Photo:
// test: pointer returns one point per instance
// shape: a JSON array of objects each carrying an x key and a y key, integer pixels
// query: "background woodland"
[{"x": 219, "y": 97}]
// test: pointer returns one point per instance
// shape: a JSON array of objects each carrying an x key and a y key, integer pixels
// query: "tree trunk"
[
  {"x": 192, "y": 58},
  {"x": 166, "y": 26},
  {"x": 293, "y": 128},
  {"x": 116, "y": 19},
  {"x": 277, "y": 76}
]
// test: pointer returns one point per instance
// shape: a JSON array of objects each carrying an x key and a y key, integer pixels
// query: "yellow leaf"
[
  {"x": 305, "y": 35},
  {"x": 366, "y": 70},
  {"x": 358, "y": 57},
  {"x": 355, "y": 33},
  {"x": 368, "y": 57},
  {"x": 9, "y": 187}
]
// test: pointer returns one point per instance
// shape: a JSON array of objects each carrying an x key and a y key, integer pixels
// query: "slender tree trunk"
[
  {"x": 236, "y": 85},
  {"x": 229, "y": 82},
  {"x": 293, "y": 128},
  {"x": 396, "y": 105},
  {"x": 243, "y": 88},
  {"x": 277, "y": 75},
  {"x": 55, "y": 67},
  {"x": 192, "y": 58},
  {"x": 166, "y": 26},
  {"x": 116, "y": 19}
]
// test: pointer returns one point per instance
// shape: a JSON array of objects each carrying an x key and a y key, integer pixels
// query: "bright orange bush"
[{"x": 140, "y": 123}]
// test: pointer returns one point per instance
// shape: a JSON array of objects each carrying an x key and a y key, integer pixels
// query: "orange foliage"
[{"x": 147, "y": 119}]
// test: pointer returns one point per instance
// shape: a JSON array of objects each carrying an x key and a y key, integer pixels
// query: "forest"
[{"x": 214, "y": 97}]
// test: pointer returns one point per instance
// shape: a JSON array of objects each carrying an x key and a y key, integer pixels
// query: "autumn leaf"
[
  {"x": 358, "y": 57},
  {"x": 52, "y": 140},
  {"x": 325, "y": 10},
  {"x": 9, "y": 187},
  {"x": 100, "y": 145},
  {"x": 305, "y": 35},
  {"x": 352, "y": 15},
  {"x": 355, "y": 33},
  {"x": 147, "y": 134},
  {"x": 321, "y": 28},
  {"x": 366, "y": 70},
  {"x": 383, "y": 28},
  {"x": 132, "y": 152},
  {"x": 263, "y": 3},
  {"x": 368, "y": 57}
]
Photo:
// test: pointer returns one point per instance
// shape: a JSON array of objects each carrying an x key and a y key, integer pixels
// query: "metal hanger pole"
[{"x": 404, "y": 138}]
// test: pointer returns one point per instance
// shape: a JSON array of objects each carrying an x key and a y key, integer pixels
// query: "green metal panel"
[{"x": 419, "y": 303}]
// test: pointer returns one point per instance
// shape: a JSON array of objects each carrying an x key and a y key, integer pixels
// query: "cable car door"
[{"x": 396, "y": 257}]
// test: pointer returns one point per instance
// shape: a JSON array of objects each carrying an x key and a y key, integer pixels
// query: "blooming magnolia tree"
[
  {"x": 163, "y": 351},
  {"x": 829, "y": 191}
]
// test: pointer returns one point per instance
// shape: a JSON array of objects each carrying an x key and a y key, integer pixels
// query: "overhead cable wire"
────────────────────
Task description: Print the records above in full, exactly.

Output of the task:
Photo:
// test: pointer returns one point per instance
// shape: a JSON array of objects each carrying an x key and a y key, integer pixels
// query: "background woodland"
[{"x": 219, "y": 97}]
// test: pointer returns one point per instance
// shape: a JSON array of objects each carrying an x key and a y key, integer pixels
// query: "tree trunk"
[
  {"x": 192, "y": 58},
  {"x": 166, "y": 26},
  {"x": 293, "y": 128},
  {"x": 116, "y": 19},
  {"x": 277, "y": 76}
]
// test: pointer returns one point per instance
// shape: a JSON array of objects each carrying an x key and a y key, integer pixels
// query: "yellow leaf"
[
  {"x": 305, "y": 35},
  {"x": 366, "y": 70},
  {"x": 358, "y": 57},
  {"x": 355, "y": 33},
  {"x": 368, "y": 57},
  {"x": 9, "y": 187}
]
// test: pointer returns one point per instance
// shape: a JSON array of objects each carrying an x key and a y key, integer pixels
// query: "slender tree trunk"
[
  {"x": 236, "y": 85},
  {"x": 229, "y": 82},
  {"x": 293, "y": 128},
  {"x": 396, "y": 105},
  {"x": 243, "y": 88},
  {"x": 277, "y": 75},
  {"x": 55, "y": 67},
  {"x": 192, "y": 58},
  {"x": 166, "y": 26},
  {"x": 116, "y": 19}
]
// test: pointer returns one point per instance
// shape: a JSON array of objects each carrying an x key and a y key, integer pixels
// query: "bright orange bush"
[{"x": 140, "y": 123}]
// test: pointer returns one point per instance
// shape: a JSON array of objects each carrying an x key and a y key, integer pixels
// query: "orange foliage"
[{"x": 147, "y": 119}]
// test: pointer returns one point per instance
// shape: a JSON array of objects each carrying an x key and a y key, integer pixels
// query: "forest"
[{"x": 214, "y": 97}]
// test: pointer returns one point per instance
// shape: a JSON array of objects each carrying an x key and a y key, integer pixels
// query: "autumn leaf"
[
  {"x": 358, "y": 57},
  {"x": 52, "y": 140},
  {"x": 325, "y": 10},
  {"x": 9, "y": 187},
  {"x": 100, "y": 145},
  {"x": 305, "y": 35},
  {"x": 352, "y": 15},
  {"x": 355, "y": 33},
  {"x": 147, "y": 134},
  {"x": 321, "y": 28},
  {"x": 366, "y": 70},
  {"x": 383, "y": 28},
  {"x": 132, "y": 152},
  {"x": 263, "y": 3},
  {"x": 368, "y": 57}
]
Photo:
// test: pointer returns one point per instance
// shape: a JSON array of objects each carrying an x key and a y key, integer pixels
// query: "metal hanger pole"
[{"x": 404, "y": 138}]
// test: pointer returns one point per instance
// shape: a JSON array of objects each carrying an x key and a y key, integer pixels
// query: "green metal panel"
[{"x": 419, "y": 303}]
// test: pointer returns one point per instance
// shape: a JSON array of objects each carrying an x key and a y key, integer pixels
// query: "cable car door"
[{"x": 396, "y": 257}]
// test: pointer returns one point per instance
// shape: a JSON array of objects each carrying an x key and a y key, integer pixels
// query: "blooming magnolia tree"
[
  {"x": 163, "y": 351},
  {"x": 829, "y": 191}
]
// test: pointer returns one point per instance
// shape: a JSON array of objects each carrying an x key and a y key, integer pixels
// query: "overhead cable wire"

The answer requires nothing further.